[[ Records supplied, beginning ]]
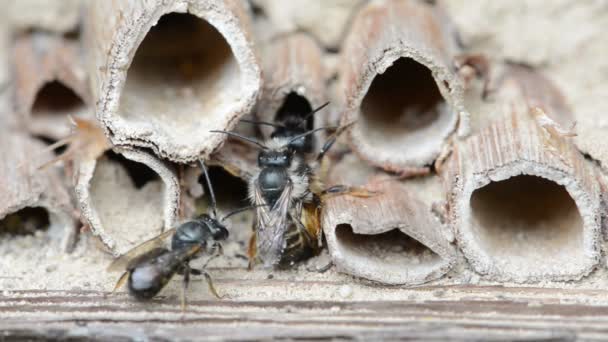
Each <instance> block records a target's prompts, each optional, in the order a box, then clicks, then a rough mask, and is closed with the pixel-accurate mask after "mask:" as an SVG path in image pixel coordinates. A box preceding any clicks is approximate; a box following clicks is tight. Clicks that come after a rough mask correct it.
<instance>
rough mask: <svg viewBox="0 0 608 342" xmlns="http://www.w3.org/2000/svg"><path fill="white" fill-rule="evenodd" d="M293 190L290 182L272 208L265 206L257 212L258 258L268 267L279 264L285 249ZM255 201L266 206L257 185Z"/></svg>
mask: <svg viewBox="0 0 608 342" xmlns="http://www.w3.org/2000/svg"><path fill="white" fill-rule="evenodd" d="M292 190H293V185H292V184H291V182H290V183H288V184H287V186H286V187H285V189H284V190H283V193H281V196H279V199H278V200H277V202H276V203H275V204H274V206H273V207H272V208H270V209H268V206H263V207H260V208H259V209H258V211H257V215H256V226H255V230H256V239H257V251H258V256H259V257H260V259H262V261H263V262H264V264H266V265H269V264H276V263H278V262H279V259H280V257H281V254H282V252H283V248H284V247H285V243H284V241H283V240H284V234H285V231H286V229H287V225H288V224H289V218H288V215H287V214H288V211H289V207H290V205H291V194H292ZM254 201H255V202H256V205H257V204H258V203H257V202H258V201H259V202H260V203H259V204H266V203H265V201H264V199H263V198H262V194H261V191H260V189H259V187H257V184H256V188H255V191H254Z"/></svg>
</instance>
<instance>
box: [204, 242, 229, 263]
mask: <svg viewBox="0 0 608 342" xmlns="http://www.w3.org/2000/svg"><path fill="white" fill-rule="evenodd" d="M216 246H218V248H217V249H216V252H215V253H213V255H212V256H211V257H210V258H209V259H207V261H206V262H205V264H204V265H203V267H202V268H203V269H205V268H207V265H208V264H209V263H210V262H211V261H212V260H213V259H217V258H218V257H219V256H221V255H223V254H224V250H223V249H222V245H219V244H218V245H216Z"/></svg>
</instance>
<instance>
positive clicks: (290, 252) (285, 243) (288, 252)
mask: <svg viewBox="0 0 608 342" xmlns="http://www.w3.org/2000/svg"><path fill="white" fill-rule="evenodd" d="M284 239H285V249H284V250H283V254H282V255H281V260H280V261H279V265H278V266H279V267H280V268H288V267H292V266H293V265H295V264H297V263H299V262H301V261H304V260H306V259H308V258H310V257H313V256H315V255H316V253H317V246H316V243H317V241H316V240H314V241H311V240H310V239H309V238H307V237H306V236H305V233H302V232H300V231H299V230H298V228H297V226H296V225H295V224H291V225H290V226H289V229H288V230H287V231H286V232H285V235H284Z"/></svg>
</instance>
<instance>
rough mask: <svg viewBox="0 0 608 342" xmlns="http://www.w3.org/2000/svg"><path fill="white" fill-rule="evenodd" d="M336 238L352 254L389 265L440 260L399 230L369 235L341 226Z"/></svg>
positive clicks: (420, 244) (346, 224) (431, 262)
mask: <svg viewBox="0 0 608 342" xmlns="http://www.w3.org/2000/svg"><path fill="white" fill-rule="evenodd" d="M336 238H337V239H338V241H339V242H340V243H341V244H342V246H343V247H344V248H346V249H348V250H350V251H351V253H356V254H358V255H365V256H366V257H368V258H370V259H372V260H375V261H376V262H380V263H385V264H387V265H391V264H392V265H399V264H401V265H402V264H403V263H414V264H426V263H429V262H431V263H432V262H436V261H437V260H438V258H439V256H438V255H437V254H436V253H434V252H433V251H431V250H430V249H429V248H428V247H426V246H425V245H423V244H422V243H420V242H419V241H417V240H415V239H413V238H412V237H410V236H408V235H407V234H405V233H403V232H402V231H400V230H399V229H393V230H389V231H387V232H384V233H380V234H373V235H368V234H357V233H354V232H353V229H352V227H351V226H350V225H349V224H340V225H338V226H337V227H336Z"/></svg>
[[ Records supplied, end ]]
Rewrite all of the material above, switching every occurrence of "rough mask" to "coarse mask" and leaving everything else unchanged. Leave the pictures out of your answer.

## Exercise output
Each <instance> block records a target's prompts, each optional, in the order a box, then clicks, then a coarse mask, and is closed with the pixel-accurate mask after "mask:" as an SVG path in image pixel coordinates. A box preceding any clicks is approximate; a box following clicks is tight. Clicks that come after a coarse mask correct it.
<instance>
coarse mask: <svg viewBox="0 0 608 342" xmlns="http://www.w3.org/2000/svg"><path fill="white" fill-rule="evenodd" d="M293 190L290 182L272 208L265 206L257 212L258 258L268 267L279 264L285 249ZM255 201L266 206L257 185Z"/></svg>
mask: <svg viewBox="0 0 608 342" xmlns="http://www.w3.org/2000/svg"><path fill="white" fill-rule="evenodd" d="M292 190H293V185H292V184H291V182H290V183H288V184H287V186H286V187H285V189H284V190H283V193H281V196H279V199H278V200H277V202H276V203H275V204H274V206H273V207H272V208H270V209H268V206H263V207H260V208H259V209H258V211H257V215H256V226H255V230H256V239H257V251H258V256H259V257H260V259H262V261H263V262H264V264H266V265H269V264H276V263H278V262H279V259H280V257H281V254H282V252H283V248H284V247H285V243H284V241H283V240H284V234H285V231H286V229H287V225H288V224H289V218H288V215H287V214H288V211H289V207H290V205H291V194H292ZM254 201H255V202H256V205H257V204H258V203H257V202H258V201H259V202H260V203H259V204H266V203H265V201H264V199H263V198H262V194H261V191H260V189H259V187H257V184H256V188H255V191H254Z"/></svg>
</instance>
<instance>
box: [204, 242, 229, 263]
mask: <svg viewBox="0 0 608 342" xmlns="http://www.w3.org/2000/svg"><path fill="white" fill-rule="evenodd" d="M216 246H218V248H217V249H216V252H215V253H213V255H212V256H211V257H210V258H209V259H207V261H206V262H205V264H204V265H203V267H202V268H203V269H205V268H207V265H208V264H209V263H210V262H211V261H212V260H213V259H217V258H218V257H219V256H221V255H223V254H224V250H223V249H222V245H219V244H218V245H216Z"/></svg>
</instance>
<instance>
positive clicks: (290, 252) (285, 243) (288, 252)
mask: <svg viewBox="0 0 608 342" xmlns="http://www.w3.org/2000/svg"><path fill="white" fill-rule="evenodd" d="M284 239H285V249H284V250H283V254H282V255H281V260H280V261H279V265H278V266H279V267H280V268H288V267H292V266H293V265H295V264H297V263H299V262H301V261H304V260H306V259H308V258H310V257H313V256H315V255H316V253H317V246H316V243H317V241H316V240H314V241H311V240H310V239H309V238H307V237H306V236H305V233H302V232H300V231H299V230H298V228H297V226H296V225H295V224H291V225H290V226H289V229H288V230H287V231H286V232H285V235H284Z"/></svg>
</instance>
<instance>
coarse mask: <svg viewBox="0 0 608 342" xmlns="http://www.w3.org/2000/svg"><path fill="white" fill-rule="evenodd" d="M336 238L352 254L389 265L440 260L399 230L369 235L341 226Z"/></svg>
positive clicks: (420, 244) (346, 224) (431, 262)
mask: <svg viewBox="0 0 608 342" xmlns="http://www.w3.org/2000/svg"><path fill="white" fill-rule="evenodd" d="M336 238H337V239H338V241H339V242H340V243H341V244H342V246H343V247H344V248H346V249H348V250H350V251H351V253H356V254H358V255H365V256H366V257H368V258H370V259H372V260H375V261H376V262H380V263H385V264H387V265H391V264H392V265H399V264H401V265H402V264H403V263H414V264H426V263H429V262H431V263H432V262H436V261H437V260H438V258H439V256H438V255H437V254H436V253H434V252H433V251H431V250H430V249H429V248H428V247H426V246H425V245H423V244H422V243H420V242H419V241H417V240H415V239H413V238H412V237H410V236H408V235H407V234H405V233H403V232H402V231H400V230H399V229H393V230H389V231H387V232H384V233H380V234H373V235H368V234H357V233H354V232H353V229H352V227H351V226H350V225H349V224H340V225H338V226H337V227H336Z"/></svg>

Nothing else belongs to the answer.